BEGIN DATA
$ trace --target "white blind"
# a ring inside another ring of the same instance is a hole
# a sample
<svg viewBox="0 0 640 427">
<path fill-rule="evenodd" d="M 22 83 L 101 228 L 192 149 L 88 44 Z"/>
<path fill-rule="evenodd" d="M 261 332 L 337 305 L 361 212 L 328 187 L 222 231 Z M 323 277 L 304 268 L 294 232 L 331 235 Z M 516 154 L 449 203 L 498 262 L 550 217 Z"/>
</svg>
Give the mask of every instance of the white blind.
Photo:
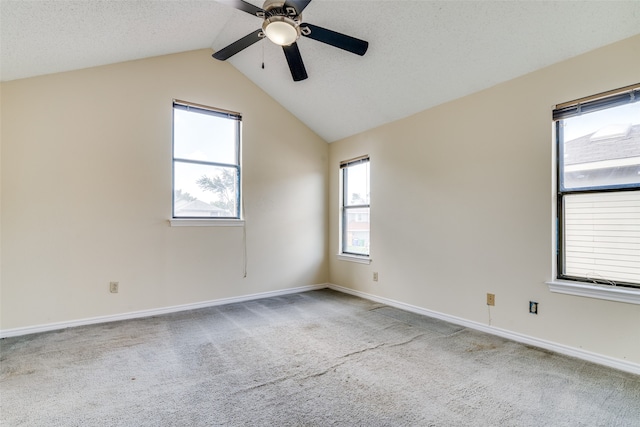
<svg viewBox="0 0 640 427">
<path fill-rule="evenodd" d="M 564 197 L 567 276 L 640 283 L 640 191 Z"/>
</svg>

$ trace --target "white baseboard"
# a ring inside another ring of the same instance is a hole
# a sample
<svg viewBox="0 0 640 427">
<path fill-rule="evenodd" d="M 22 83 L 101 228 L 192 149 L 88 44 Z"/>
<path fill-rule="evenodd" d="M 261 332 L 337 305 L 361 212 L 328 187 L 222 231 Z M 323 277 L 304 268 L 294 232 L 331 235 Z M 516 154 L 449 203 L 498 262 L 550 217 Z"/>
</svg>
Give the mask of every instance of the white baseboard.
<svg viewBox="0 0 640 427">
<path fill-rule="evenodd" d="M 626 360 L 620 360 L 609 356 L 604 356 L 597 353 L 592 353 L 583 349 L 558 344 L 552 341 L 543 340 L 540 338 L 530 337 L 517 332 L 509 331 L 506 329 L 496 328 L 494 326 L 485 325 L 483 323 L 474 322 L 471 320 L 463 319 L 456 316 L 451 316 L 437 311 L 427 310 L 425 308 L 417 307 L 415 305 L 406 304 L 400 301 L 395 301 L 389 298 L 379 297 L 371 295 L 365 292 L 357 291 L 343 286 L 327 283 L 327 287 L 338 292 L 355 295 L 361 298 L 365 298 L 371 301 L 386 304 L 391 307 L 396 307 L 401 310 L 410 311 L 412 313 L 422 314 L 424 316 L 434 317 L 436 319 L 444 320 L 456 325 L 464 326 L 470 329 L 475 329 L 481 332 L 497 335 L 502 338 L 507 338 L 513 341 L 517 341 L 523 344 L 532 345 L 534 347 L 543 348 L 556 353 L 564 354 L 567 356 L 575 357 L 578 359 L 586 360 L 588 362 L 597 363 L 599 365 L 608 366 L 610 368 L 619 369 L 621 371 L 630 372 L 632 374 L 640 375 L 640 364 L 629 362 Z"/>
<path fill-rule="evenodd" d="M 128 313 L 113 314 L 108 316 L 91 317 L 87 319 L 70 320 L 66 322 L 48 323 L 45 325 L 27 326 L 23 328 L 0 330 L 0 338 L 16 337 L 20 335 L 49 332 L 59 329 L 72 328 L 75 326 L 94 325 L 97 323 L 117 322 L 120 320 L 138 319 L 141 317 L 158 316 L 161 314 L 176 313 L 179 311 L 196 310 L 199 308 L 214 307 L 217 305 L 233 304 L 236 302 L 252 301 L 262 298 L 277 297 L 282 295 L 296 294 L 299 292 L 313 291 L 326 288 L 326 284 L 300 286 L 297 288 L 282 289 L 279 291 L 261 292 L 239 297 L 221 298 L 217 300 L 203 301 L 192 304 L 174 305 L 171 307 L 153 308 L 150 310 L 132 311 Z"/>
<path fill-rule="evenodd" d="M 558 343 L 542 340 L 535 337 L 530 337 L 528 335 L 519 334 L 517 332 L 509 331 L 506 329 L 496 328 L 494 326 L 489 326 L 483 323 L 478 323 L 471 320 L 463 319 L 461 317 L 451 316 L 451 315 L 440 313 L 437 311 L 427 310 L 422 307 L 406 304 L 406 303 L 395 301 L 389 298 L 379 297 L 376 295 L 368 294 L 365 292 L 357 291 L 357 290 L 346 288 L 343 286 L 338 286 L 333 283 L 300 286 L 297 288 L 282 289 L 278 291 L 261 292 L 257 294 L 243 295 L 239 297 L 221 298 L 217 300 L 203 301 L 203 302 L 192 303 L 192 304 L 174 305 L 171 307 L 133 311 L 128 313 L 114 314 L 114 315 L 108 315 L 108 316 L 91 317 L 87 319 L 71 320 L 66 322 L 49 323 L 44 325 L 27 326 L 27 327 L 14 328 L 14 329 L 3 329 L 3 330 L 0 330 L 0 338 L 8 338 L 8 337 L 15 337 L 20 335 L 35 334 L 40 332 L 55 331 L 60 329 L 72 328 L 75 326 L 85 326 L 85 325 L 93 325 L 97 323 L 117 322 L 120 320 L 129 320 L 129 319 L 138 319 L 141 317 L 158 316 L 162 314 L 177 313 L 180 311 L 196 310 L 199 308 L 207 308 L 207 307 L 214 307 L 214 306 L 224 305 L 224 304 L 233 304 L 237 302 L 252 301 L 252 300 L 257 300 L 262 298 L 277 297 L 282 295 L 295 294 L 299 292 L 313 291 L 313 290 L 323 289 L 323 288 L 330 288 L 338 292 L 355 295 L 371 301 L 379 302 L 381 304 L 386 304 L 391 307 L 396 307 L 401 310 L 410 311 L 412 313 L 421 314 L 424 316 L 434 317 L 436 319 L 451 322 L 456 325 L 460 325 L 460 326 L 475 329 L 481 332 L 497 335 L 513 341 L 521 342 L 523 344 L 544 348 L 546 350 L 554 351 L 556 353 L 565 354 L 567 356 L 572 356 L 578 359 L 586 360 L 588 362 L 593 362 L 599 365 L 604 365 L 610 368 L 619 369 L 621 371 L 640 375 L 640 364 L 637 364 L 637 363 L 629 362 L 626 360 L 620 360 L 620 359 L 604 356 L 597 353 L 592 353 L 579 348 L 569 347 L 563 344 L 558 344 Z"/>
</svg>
END DATA
BEGIN DATA
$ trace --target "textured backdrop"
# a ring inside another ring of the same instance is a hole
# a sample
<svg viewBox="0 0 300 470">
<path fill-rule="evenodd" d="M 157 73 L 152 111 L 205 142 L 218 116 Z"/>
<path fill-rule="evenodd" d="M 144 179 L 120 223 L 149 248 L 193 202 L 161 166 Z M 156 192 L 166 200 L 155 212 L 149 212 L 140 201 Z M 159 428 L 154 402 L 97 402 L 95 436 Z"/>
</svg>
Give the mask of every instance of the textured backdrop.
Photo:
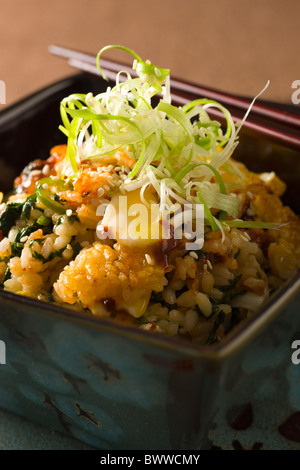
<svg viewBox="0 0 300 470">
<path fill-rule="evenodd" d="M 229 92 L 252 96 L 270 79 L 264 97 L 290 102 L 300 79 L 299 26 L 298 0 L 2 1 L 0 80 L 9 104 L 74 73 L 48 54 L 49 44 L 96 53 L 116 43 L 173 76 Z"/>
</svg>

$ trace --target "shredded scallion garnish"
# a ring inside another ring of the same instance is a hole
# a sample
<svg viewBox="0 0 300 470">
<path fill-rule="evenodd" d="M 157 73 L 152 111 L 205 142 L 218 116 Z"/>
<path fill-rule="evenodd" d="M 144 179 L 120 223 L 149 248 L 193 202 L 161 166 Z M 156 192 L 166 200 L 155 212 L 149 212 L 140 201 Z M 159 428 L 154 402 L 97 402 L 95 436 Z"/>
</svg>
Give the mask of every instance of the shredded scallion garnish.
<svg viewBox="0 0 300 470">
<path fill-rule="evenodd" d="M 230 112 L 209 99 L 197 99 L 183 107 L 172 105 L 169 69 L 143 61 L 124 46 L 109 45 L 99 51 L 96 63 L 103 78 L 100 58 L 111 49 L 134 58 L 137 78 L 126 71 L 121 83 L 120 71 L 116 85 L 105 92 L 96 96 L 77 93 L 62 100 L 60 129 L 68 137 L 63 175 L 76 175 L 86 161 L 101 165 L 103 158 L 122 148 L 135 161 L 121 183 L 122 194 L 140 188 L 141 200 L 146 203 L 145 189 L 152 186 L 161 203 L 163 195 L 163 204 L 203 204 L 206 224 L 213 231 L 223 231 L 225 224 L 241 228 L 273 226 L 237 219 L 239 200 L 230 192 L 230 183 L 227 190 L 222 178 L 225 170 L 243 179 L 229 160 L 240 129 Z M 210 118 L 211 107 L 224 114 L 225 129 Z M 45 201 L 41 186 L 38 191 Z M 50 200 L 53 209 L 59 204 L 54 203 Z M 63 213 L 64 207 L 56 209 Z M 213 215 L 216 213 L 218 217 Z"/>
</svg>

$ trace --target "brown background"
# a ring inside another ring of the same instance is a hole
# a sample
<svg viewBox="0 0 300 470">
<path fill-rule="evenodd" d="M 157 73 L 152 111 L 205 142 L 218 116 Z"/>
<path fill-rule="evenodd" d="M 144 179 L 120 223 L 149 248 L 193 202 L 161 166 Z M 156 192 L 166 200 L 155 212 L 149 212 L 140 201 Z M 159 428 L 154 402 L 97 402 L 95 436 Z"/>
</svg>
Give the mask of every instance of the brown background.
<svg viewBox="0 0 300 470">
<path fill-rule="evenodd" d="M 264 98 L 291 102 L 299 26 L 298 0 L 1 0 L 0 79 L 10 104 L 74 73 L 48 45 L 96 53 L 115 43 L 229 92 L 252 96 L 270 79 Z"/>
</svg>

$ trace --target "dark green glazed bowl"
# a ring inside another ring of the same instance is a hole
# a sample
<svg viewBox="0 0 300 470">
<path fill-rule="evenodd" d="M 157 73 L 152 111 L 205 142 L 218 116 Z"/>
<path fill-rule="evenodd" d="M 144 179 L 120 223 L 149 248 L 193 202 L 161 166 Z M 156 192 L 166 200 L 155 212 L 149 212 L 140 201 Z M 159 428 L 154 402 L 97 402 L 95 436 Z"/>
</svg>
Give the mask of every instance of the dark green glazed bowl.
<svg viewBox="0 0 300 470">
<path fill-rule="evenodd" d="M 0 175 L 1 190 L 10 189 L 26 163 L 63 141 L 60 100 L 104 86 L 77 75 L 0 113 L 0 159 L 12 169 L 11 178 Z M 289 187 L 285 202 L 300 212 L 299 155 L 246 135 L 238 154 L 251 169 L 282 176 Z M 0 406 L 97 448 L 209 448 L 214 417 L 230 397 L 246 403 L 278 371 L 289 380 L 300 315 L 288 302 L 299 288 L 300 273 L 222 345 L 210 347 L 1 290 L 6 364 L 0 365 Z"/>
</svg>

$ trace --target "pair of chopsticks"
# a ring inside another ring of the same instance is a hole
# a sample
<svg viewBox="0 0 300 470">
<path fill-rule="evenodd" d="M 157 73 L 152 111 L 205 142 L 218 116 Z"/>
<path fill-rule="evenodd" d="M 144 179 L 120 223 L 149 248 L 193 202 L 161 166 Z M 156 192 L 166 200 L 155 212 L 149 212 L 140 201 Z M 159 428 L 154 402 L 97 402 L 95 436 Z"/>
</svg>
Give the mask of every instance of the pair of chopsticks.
END DATA
#### [YOUR GOAL]
Gather all lines of the records that include the word "blind".

#### [TASK OUTPUT]
$ trace --target "white blind"
Give the mask of every instance of the white blind.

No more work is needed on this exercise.